* _Given task 1_
According to the comment letter on the NFA Proposal, what would new Compliance Rule 2-52 change the "Annual Questionnaire" into?

* _Selection_
□ □ □ □ □
Specifically, we recommend that (i) a duly authorized individual, regardless of whether that person is also a principal and a registered associated person (AP), should continue to be permitted to sign and submit the Member Questionnaire, and (ii) the Proposed Interpretive Notice should clarify that the list of “material changes” is presumptively material and that the presumption can be rebutted should a Member determine the change not to be material, under its particular facts and circumstances.
Our comments are discussed below.
Background of Proposal
The NFA Proposal would make the following changes to the current Annual Questionnaire process for NFA Members:
First, the NFA would adopt new Compliance Rule 2-52 to (i) change the “Annual Questionnaire” to a “Member Questionnaire,” (ii) require Members to file the Member Questionnaire at least annually, whenever the NFA requests an update, and when there are “material changes” to the Member’s business operations, and (iii) require that the Member Questionnaire be submitted by an individual who is both an AP and a listed principal of the Member.
Second, the Proposed Interpretive Notice would explain the revised Member Questionnaire and provide very detailed and specific examples of what is considered a “material change,” requiring a Member to file an amended Questionnaire under new Rule 2-52.
Third, the Proposed Bylaw 301 Amendments would incorporate the changes made to the Questionnaire by Compliance Rule 2-52 (in Bylaw 301(h)(viii)).
IAA Comments and Recommendations
While we support the NFA’s efforts to increase transparency and improve its oversight, we are concerned with two aspects of the NFA Proposal: (i) the lack of flexibility in the specific category of employee identified in Proposed Rule 2-52 that must sign and submit the amended Questionnaire; and (ii) the prescriptive language in the Proposed Interpretive Notice related to the materiality threshold for filing an amended Questionnaire. We offer recommendations below that we believe would achieve the NFA’s policy goals while providing the needed flexibility for Members to implement the amendments.
□ □ □ □ □
* _Lines of data_
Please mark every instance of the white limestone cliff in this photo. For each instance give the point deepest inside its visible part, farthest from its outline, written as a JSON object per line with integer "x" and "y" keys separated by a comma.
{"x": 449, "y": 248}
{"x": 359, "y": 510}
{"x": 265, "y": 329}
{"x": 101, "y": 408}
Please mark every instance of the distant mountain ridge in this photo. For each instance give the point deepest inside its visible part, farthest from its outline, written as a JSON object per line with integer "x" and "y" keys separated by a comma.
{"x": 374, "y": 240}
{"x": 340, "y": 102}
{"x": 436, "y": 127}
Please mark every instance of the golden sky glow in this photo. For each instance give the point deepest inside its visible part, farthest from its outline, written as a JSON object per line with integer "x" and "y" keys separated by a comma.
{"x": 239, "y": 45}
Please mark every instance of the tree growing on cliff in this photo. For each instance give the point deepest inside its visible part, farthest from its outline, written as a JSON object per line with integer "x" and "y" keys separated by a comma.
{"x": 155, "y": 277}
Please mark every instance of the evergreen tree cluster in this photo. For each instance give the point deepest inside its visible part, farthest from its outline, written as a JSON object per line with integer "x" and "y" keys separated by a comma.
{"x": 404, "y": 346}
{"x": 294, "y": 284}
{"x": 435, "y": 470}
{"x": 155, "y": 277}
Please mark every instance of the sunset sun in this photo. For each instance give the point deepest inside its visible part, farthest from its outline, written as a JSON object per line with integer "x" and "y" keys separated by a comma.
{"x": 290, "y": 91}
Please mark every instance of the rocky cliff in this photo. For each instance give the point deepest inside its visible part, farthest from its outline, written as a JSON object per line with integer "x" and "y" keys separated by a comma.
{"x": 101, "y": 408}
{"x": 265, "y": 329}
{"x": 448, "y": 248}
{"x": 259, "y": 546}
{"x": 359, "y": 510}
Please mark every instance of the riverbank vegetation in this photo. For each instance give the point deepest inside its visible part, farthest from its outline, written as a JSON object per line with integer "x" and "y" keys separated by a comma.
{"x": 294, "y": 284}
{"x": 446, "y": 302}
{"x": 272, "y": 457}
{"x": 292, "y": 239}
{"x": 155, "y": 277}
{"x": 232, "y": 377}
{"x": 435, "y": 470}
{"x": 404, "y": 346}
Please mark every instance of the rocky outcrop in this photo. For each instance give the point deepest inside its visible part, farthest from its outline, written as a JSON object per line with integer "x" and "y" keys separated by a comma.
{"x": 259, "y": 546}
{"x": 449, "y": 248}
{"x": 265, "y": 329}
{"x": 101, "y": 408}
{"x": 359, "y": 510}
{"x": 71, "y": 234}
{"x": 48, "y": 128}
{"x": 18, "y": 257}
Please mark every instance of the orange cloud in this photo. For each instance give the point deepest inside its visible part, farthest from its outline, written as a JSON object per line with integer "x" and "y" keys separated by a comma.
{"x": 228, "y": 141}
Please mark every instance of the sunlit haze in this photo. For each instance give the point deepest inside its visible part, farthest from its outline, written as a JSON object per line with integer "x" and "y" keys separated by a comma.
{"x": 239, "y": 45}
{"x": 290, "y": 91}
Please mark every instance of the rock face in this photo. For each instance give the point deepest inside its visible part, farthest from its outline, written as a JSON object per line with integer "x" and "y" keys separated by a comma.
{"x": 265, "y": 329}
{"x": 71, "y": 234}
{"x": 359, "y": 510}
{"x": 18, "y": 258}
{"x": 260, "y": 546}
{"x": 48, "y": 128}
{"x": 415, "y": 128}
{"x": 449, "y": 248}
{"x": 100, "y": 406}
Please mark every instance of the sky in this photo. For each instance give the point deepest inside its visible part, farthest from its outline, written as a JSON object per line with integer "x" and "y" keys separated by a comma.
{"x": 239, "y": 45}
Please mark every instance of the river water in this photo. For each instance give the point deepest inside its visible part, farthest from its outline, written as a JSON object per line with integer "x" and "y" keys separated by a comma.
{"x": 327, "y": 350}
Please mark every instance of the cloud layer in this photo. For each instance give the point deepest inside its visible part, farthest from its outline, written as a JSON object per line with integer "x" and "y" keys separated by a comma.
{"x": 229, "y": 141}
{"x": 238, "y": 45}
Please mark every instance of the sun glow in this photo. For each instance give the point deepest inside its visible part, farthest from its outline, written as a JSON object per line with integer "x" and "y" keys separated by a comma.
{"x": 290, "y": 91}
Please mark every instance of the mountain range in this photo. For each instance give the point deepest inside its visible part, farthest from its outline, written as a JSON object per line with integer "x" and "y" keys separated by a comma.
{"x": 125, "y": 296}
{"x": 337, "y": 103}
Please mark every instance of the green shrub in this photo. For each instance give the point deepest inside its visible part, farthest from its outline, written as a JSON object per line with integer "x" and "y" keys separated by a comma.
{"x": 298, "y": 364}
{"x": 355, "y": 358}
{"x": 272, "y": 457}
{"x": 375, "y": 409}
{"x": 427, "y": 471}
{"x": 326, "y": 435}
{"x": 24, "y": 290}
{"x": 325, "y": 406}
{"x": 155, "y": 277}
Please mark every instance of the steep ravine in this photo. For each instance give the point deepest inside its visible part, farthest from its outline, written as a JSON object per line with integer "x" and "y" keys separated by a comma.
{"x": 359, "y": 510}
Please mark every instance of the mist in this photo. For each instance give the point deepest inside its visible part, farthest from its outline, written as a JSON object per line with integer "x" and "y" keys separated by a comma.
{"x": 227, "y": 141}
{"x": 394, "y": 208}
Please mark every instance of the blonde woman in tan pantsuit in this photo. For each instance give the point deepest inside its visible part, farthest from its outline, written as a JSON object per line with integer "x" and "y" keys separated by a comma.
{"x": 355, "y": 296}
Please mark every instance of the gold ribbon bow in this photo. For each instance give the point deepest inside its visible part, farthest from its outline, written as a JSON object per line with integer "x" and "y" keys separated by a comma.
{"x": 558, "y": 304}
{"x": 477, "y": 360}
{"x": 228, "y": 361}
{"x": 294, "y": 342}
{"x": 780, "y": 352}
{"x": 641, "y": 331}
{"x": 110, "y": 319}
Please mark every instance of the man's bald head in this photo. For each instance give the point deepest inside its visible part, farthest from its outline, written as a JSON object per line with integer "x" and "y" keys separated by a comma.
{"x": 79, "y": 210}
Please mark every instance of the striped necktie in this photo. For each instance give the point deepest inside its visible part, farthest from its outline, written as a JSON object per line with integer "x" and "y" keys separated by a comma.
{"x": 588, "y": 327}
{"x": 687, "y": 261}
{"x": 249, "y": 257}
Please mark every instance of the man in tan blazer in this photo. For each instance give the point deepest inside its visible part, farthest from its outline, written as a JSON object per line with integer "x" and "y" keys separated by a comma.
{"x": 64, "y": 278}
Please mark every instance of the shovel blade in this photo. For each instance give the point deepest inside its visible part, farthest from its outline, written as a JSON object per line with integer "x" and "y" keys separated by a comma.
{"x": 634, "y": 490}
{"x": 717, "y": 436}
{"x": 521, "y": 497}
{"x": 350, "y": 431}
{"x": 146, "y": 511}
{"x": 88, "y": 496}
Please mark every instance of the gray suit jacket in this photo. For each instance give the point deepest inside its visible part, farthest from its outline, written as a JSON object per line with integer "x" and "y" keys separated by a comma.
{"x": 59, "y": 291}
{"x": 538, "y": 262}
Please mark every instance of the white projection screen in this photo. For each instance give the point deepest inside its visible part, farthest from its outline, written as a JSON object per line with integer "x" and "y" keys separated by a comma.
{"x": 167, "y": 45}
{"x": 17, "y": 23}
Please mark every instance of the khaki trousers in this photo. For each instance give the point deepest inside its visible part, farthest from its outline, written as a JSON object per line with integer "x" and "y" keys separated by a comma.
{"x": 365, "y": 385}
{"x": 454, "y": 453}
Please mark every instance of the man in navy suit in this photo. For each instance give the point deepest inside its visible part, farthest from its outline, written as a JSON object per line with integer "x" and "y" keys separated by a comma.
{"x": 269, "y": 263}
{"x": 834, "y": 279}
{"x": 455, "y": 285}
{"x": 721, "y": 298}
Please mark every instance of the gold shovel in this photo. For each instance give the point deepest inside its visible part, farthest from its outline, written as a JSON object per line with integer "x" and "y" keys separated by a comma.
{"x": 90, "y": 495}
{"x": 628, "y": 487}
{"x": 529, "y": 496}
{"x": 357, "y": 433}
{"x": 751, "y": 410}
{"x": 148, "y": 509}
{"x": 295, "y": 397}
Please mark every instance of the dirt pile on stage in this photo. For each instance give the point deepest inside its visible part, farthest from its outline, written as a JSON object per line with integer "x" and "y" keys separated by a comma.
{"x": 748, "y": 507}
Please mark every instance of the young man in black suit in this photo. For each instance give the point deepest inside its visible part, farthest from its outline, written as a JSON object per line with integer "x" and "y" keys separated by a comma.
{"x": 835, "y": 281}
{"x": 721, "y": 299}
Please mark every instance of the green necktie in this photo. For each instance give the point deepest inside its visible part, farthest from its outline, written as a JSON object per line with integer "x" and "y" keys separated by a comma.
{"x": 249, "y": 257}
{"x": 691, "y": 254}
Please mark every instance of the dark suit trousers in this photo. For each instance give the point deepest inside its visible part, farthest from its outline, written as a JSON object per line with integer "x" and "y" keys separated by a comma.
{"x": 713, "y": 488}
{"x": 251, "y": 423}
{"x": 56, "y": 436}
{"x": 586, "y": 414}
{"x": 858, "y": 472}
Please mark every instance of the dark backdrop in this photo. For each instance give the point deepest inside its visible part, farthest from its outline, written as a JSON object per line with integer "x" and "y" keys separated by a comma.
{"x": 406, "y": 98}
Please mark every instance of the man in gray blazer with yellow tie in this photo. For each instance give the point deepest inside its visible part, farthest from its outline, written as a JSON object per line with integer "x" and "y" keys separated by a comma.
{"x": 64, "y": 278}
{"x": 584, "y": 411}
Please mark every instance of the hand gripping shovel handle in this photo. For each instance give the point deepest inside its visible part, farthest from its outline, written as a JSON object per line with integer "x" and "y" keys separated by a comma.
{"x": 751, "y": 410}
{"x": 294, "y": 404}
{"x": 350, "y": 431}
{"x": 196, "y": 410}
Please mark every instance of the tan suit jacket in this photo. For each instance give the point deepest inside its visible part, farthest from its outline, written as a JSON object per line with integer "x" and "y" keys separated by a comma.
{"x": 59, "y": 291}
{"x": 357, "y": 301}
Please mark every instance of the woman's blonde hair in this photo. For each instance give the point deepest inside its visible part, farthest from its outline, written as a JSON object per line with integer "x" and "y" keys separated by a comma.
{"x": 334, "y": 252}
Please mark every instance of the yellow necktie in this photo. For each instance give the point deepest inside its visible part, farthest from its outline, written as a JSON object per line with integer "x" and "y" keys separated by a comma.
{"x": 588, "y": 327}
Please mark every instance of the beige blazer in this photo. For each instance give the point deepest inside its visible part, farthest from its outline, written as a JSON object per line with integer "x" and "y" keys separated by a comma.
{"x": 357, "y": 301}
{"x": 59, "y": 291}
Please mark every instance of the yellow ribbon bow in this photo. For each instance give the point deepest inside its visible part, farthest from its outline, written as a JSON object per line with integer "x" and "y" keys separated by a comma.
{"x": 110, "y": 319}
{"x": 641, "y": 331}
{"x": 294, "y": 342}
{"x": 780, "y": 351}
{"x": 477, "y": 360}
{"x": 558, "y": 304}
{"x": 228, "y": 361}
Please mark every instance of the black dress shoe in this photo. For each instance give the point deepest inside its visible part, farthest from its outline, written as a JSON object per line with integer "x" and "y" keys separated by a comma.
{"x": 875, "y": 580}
□ □ □ □ □
* _Given task 2_
Return each line of the records above that contains the word "shovel".

* _Written answer 1_
A "Member Questionnaire."

* _Written answer 2_
Please mark every instance of the shovel blade in this photo. For each instance give the point deepest inside its visible part, farthest from its outline, written as a JSON object per line with integer "x" and "y" keys separated by a comma.
Please mark every instance of the gold shovel in this photo. For each instance give the point deepest inside its visible part, farthest from its outline, written as a JSON object per line with integer "x" and "y" keys separated by a comma.
Please mark every instance of the hand gripping shovel handle in this photo. For each instance give the point deepest inside its visible part, farthest from its outline, written as a JSON object per line with integer "x" and "y" keys separated by a comma.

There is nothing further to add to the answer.